**Work instructions**
After finding the line that holds "Reviewer note: every instance of the asphalt" below, set down that line and the rest through the final one exactly, leaving the pictures out.

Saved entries
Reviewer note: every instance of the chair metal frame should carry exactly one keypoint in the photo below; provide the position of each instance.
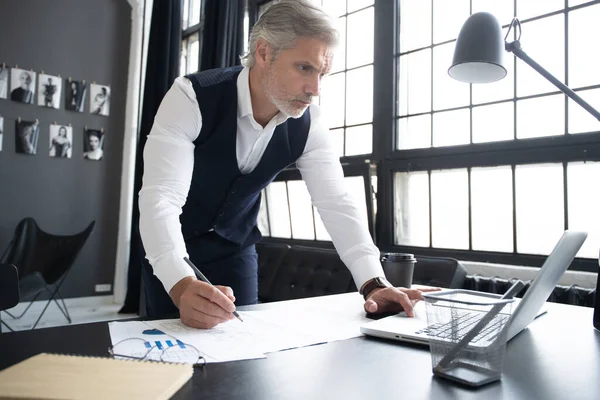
(52, 289)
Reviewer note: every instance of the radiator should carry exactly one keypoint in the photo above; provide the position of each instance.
(561, 294)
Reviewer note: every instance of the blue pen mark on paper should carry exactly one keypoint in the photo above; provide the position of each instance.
(152, 332)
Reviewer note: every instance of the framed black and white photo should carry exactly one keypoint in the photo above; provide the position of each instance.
(61, 141)
(26, 136)
(92, 144)
(49, 90)
(99, 99)
(75, 92)
(3, 81)
(1, 131)
(22, 85)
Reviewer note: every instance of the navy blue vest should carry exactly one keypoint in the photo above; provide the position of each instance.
(221, 198)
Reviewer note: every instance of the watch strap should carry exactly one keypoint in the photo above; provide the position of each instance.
(372, 284)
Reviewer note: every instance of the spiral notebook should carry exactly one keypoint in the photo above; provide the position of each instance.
(57, 376)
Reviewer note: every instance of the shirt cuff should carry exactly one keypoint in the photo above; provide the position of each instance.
(365, 268)
(170, 269)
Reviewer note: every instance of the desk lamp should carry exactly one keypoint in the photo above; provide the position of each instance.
(478, 58)
(478, 55)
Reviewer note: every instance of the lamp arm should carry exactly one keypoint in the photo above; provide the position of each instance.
(515, 48)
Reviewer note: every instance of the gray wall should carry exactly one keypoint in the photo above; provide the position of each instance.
(82, 39)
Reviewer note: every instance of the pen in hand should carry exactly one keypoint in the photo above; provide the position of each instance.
(201, 276)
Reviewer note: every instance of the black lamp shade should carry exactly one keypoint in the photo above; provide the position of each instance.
(479, 51)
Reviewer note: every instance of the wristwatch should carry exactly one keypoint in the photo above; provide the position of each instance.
(372, 284)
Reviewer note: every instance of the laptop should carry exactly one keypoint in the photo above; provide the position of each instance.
(414, 330)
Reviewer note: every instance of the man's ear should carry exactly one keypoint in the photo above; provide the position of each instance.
(263, 51)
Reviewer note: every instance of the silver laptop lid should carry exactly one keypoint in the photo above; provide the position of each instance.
(544, 283)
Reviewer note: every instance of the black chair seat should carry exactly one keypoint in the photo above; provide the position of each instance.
(43, 261)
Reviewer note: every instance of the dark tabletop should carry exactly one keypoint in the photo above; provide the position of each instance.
(557, 357)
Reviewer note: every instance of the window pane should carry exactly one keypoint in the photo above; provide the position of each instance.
(183, 60)
(541, 116)
(337, 139)
(584, 200)
(450, 209)
(301, 211)
(195, 12)
(415, 24)
(503, 89)
(448, 18)
(332, 99)
(279, 213)
(544, 41)
(322, 233)
(577, 2)
(492, 209)
(194, 54)
(540, 207)
(447, 92)
(579, 119)
(359, 140)
(334, 7)
(359, 99)
(339, 55)
(360, 38)
(502, 9)
(414, 132)
(356, 189)
(411, 209)
(263, 218)
(186, 13)
(354, 5)
(584, 35)
(533, 8)
(414, 83)
(451, 128)
(494, 123)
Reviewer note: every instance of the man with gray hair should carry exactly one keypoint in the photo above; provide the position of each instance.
(218, 139)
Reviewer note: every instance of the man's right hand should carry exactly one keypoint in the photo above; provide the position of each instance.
(202, 305)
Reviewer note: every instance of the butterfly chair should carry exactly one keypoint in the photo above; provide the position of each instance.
(43, 261)
(9, 289)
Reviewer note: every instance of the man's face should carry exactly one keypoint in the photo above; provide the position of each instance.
(25, 80)
(94, 142)
(293, 78)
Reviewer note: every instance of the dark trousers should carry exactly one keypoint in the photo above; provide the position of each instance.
(221, 261)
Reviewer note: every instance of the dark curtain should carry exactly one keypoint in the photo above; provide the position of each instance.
(164, 52)
(223, 36)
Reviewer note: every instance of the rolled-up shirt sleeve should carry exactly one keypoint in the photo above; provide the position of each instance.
(321, 170)
(168, 167)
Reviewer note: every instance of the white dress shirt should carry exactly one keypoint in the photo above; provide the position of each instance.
(169, 163)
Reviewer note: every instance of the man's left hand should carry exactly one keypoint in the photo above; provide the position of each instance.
(395, 300)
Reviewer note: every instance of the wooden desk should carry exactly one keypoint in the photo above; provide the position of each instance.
(557, 357)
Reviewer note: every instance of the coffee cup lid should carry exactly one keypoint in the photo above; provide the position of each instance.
(398, 257)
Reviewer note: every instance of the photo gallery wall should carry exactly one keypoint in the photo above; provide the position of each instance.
(19, 85)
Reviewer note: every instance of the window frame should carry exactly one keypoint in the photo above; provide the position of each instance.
(552, 149)
(198, 28)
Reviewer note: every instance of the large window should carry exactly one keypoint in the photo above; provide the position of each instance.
(496, 171)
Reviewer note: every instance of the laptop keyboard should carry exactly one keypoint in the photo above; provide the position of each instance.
(457, 328)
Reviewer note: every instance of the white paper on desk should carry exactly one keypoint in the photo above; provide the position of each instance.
(156, 331)
(227, 341)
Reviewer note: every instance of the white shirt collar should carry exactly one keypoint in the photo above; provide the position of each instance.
(245, 101)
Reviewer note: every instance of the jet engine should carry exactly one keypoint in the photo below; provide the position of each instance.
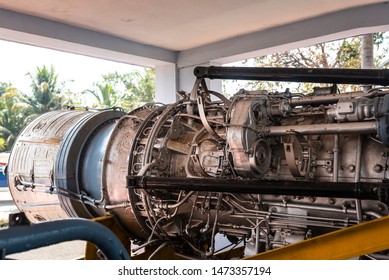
(263, 169)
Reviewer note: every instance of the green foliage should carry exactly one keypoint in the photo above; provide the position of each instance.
(344, 53)
(45, 94)
(128, 91)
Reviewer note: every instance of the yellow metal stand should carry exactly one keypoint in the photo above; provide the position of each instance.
(355, 241)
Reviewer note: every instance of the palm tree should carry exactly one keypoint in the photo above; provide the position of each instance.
(105, 95)
(45, 92)
(12, 116)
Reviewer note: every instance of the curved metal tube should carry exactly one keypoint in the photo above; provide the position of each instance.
(23, 238)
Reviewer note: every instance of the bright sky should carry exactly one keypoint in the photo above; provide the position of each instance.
(16, 60)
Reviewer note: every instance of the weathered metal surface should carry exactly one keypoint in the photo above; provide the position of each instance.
(352, 242)
(264, 169)
(41, 157)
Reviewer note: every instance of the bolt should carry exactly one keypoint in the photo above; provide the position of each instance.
(380, 207)
(331, 201)
(351, 168)
(378, 168)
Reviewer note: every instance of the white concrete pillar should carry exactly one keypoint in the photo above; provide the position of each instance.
(186, 79)
(166, 83)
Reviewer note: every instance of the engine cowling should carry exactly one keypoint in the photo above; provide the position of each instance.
(265, 169)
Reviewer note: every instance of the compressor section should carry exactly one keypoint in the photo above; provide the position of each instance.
(265, 169)
(50, 168)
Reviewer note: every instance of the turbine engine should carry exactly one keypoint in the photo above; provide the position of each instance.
(264, 169)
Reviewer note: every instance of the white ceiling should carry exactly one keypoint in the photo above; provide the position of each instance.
(178, 25)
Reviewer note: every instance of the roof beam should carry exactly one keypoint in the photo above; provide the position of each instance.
(41, 32)
(345, 23)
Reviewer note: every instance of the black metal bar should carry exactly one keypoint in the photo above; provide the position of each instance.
(23, 238)
(298, 188)
(311, 75)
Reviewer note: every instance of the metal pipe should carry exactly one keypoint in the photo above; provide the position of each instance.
(320, 129)
(361, 190)
(336, 159)
(358, 164)
(310, 75)
(23, 238)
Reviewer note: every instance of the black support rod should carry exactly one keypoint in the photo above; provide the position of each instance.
(23, 238)
(298, 188)
(310, 75)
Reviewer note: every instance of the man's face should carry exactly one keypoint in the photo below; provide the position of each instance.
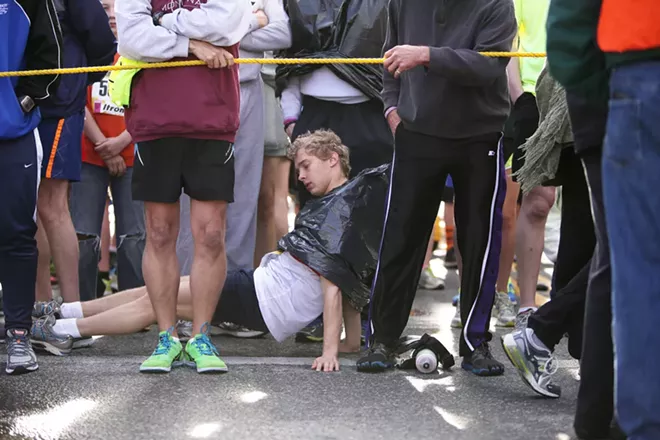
(316, 174)
(109, 7)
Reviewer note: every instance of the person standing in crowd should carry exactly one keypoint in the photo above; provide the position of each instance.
(107, 156)
(88, 41)
(185, 140)
(445, 69)
(30, 38)
(536, 204)
(273, 211)
(324, 99)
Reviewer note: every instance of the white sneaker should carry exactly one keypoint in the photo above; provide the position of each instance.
(505, 310)
(523, 317)
(456, 320)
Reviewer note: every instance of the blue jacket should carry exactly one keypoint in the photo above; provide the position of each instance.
(30, 38)
(88, 41)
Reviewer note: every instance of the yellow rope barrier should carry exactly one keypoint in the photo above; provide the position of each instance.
(74, 70)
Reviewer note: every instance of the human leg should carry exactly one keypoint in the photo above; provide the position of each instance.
(631, 157)
(595, 402)
(272, 221)
(418, 176)
(19, 178)
(249, 149)
(87, 204)
(61, 140)
(130, 232)
(530, 231)
(480, 185)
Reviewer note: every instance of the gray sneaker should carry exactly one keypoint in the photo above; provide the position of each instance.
(20, 355)
(505, 310)
(43, 308)
(535, 366)
(44, 338)
(522, 318)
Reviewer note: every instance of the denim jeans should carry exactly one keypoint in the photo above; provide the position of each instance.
(87, 204)
(631, 185)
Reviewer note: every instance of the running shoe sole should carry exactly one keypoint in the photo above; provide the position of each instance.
(21, 370)
(209, 370)
(50, 348)
(517, 360)
(483, 372)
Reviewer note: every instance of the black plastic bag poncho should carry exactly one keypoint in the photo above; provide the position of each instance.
(336, 29)
(338, 235)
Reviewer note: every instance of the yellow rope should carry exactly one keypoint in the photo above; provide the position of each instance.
(74, 70)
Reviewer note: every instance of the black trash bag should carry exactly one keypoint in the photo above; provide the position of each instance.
(338, 235)
(358, 30)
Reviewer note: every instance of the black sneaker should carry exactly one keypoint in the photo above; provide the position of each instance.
(450, 258)
(535, 366)
(377, 358)
(312, 333)
(482, 363)
(20, 355)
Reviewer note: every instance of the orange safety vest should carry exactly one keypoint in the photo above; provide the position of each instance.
(629, 25)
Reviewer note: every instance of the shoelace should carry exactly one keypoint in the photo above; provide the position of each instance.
(204, 345)
(18, 346)
(164, 345)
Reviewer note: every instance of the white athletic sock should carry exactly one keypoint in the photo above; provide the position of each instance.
(67, 327)
(535, 341)
(71, 310)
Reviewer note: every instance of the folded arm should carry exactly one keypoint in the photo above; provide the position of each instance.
(276, 35)
(391, 85)
(467, 66)
(140, 39)
(219, 22)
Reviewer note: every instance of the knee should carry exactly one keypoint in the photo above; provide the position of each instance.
(537, 204)
(162, 234)
(210, 238)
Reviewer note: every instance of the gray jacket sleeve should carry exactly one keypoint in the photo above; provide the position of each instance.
(275, 36)
(469, 68)
(391, 85)
(219, 22)
(140, 40)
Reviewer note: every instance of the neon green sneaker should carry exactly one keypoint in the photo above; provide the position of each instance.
(204, 355)
(168, 354)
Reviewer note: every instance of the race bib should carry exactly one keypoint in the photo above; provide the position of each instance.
(101, 102)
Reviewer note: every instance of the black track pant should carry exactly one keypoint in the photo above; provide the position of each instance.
(421, 164)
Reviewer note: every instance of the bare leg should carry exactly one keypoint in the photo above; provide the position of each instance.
(509, 211)
(209, 268)
(53, 208)
(272, 220)
(44, 291)
(530, 233)
(104, 263)
(103, 304)
(159, 262)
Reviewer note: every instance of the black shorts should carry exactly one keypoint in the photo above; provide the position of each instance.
(203, 168)
(238, 303)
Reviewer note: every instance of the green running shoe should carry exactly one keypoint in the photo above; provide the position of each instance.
(203, 355)
(168, 354)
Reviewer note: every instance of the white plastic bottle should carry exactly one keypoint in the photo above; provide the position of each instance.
(426, 361)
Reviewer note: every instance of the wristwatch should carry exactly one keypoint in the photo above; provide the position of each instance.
(27, 103)
(157, 16)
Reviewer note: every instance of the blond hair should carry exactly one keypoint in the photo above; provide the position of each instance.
(321, 144)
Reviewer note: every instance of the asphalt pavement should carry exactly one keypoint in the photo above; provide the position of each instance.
(270, 392)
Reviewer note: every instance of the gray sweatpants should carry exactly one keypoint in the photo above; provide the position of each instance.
(248, 165)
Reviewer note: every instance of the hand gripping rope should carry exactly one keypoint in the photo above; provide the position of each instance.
(74, 70)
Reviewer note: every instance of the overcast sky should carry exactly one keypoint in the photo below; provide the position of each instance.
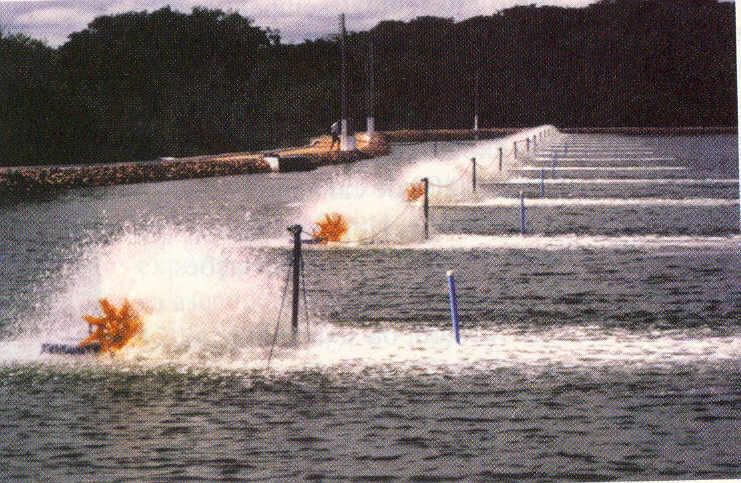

**Task output**
Reviewer note: every instance of the asphalt pavement should carry exactly one keypoint in the photo above; provide the position of each instance.
(270, 392)
Reviewer note: every instance of the gray sweatpants should carry exactly one keypoint in the photo above; provide the position of each instance.
(248, 165)
Reviewer note: every instance of the hand gripping rope should carry exactly one keypoint in the photo above; provide the position of each instance.
(74, 70)
Reviewer note: every instance of the overcast sky should carry exactly one keypoint in the photo below; provide the position of each instance.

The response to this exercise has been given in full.